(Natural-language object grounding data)
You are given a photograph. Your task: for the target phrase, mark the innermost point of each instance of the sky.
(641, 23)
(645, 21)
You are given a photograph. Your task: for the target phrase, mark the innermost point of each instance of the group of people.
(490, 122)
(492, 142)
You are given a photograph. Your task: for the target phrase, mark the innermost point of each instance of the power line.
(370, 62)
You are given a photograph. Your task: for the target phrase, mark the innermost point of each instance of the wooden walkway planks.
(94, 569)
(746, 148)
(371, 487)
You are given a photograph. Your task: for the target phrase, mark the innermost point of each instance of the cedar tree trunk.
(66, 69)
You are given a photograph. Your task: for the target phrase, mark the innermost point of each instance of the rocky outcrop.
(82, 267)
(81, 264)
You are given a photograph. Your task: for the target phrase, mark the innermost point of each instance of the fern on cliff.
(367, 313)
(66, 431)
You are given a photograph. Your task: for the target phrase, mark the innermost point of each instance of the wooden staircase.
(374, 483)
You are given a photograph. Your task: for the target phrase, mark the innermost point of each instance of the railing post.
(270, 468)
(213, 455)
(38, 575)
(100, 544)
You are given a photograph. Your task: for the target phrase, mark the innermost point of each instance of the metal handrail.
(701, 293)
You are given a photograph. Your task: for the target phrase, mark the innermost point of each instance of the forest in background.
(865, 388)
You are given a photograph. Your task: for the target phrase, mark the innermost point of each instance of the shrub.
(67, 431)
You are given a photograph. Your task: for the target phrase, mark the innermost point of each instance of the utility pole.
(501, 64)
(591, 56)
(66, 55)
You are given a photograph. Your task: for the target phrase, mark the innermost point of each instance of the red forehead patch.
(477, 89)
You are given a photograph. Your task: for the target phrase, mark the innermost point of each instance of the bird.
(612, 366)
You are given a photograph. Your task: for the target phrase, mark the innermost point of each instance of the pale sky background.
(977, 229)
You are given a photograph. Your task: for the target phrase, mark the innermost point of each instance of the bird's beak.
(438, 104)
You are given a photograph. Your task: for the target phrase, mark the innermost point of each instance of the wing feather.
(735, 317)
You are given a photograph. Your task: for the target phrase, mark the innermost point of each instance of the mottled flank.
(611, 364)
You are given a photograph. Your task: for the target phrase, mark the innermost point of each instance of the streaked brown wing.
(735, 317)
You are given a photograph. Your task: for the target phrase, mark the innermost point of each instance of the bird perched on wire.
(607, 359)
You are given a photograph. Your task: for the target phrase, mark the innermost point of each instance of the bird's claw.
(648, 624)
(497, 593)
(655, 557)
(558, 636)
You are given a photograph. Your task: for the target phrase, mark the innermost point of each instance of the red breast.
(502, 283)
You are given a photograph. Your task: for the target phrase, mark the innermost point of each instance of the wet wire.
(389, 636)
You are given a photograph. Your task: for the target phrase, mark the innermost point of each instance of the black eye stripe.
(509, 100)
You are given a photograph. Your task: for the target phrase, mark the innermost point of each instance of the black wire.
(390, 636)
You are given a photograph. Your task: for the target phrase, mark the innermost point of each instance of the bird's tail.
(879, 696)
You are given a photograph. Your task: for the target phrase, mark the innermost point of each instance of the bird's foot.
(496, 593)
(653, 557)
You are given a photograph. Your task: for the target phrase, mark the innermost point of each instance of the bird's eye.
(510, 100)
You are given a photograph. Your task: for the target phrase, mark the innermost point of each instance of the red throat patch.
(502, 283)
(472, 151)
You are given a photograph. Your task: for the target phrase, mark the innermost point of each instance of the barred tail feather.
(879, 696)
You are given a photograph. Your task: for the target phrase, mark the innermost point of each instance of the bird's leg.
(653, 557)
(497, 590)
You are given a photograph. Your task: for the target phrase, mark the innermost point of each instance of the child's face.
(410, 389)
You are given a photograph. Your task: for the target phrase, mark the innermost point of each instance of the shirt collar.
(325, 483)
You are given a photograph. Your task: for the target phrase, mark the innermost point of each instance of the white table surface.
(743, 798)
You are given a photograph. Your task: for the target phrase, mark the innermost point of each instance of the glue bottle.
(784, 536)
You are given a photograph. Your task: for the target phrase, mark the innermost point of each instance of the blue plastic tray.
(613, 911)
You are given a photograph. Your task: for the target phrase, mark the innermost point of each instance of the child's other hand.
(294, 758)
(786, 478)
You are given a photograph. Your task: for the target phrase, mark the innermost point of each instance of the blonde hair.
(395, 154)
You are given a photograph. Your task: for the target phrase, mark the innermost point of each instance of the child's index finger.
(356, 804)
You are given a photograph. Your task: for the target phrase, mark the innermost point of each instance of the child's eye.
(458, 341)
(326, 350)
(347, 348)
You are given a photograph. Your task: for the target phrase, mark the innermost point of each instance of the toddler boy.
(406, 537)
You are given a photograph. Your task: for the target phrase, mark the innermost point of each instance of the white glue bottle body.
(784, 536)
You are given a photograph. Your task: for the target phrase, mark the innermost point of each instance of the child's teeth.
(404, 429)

> [Problem to solve] Set down all of the data above again, exactly.

> [Answer section]
You are given a photograph. Your task: for the target phrase, mark the innermost point of each instance of the sky.
(641, 23)
(645, 21)
You are given a photograph. Your task: for the target phrase, mark the innermost point of each instance of the group of people.
(490, 122)
(492, 142)
You are given a photograph. Your task: for the target phrase, mark the innermost point of each instance of the power line.
(370, 62)
You are given a photograph. Your task: for the target phrase, mark the innermost point of each instance of the wooden walkway planks.
(94, 569)
(746, 148)
(371, 487)
You are given a photograph. Your task: for the target phrase, mark the innermost point of each instance of the cedar tree trunk.
(66, 69)
You are given a photograph. Your task: for the target phrase, mark the innermost point of each instance of the rocky outcrop.
(82, 267)
(81, 264)
You are given a photograph. Your task: for the target phrase, mark the innermost point of each instance of the fern on cliff.
(367, 313)
(66, 431)
You are given a photograph. Your task: for the target phrase, mark the innermost point of each instance of the wooden staircase.
(374, 483)
You are given a photograph. Your task: for the target phrase, mark the innermost point of each instance of the railing post.
(270, 468)
(213, 455)
(38, 575)
(100, 544)
You are given a photograph. Your task: for the target phrase, mark the innermost point of each instance of the metal handrail.
(701, 293)
You are given a photograph. Your task: for the target phrase, mark the innermost point of each instance of the forest in background.
(865, 388)
You are given a photograph. Your task: for the target phrase, mark the innermost point of each instance of the shrub.
(67, 431)
You are given a photograph. Your task: for the target phrase, mark the innermost point of each instance of the utility pole.
(501, 64)
(591, 56)
(66, 55)
You are given a photograph. Your task: for the target phrase, mark the innermost point of each instance of the red forehead patch.
(477, 89)
You are given a photograph. Your task: for the target phrase, mark the innermost point of each instance of the bird.
(612, 366)
You are given a photograph. Your task: for the target phrase, mark the innermost point of each instance of the pale sky background.
(977, 229)
You are given a photograph. Your task: for the target phrase, mark the innermost point of each instance of the bird's beak.
(438, 104)
You are given a photograph. Your task: for the target phrase, mark the innermost point of each instance of the wing feather.
(735, 317)
You are given a photograph. Your task: for the target phrase, mark the innermost point of each instance of the mottled flank.
(611, 364)
You are given a photograph. Your task: for the target phrase, mark the innermost point of each instance of the streaked brown wing.
(735, 317)
You are given a photograph. Your task: for the target phrase, mark the innermost point of each instance of the bird perched on wire.
(607, 359)
You are given a photograph. Your task: for the target phrase, mark the innermost point of each instance of the bird's claw.
(648, 624)
(497, 593)
(655, 557)
(558, 636)
You are given a photograph. Your task: for the target phrase, mark the innermost point of each instance of the red breast.
(502, 283)
You are given a photograph. Your task: for the target phrase, mark the innermost point of each instance of the wet wire.
(389, 636)
You are given a photograph. Your task: for the target phrase, mark the innermost point of each instance of the black eye stripe.
(509, 100)
You are given a photograph. Your task: for the target phrase, mark the innermost point of each instance of the black wire.
(390, 636)
You are given a photograph. Your task: for the target phrase, mark the innermost point of each instance of the bird's tail.
(879, 696)
You are given a photograph. Your task: for the target phrase, mark the innermost point of each instance of the bird's foot.
(496, 593)
(653, 557)
You are given a photograph. Your task: for the target phrase, mark the innermost point of each instance of the bird's eye.
(510, 100)
You are given a photograph. Your task: for the target phrase, mark the innermost point of each instance of the red throat patch.
(502, 283)
(472, 151)
You are given a photograph. Your task: for the target phrase, mark the innermost point of each instance of the barred tail feather.
(879, 696)
You are given a photograph. Your task: for the target phrase, mark the innermost point of each instance of the bird's leg.
(653, 557)
(497, 590)
You are given a photograph. Your task: for the target phrase, mark the innermost point of each instance of the child's face.
(410, 389)
You are given a photograph. Your task: for the target phrase, mark the innermost point of each instance of the shirt collar.
(325, 483)
You are given a photograph. Your task: for the target phrase, mark the innermost point of each instance of the white table surface.
(743, 798)
You are given a photograph. Your task: for the target phrase, mark the innermost point of each instance of the glue bottle.
(784, 536)
You are given a photograph. Your task: for the target phrase, mark the innermost point of each instance of the blue plastic tray.
(613, 911)
You are given a photograph. Your task: for the target phrase, mark the innermost point of each instance of the child's other hand.
(294, 758)
(786, 478)
You are given a photograph. Your task: for the target phrase, mark the innermost point of each instance of the blonde hair.
(395, 154)
You are given a photograph. Your task: for the target phrase, mark the innermost point of each instance of the child's index finger.
(356, 804)
You are given a photograph. Your task: for the target phrase, mark the innermost point of each instance of the child's eye.
(458, 341)
(326, 350)
(347, 348)
You are given a photograph. Your task: for the target phrase, mark the innermost point of each instance of the toddler boy.
(406, 537)
You are given a photograph. Your task: for the target phrase, mark the innermost point of each instance of the white glue bottle body.
(784, 536)
You are given a photograph. Your task: for the target phrase, mark the innermost point of each instance of the child's teeth.
(404, 429)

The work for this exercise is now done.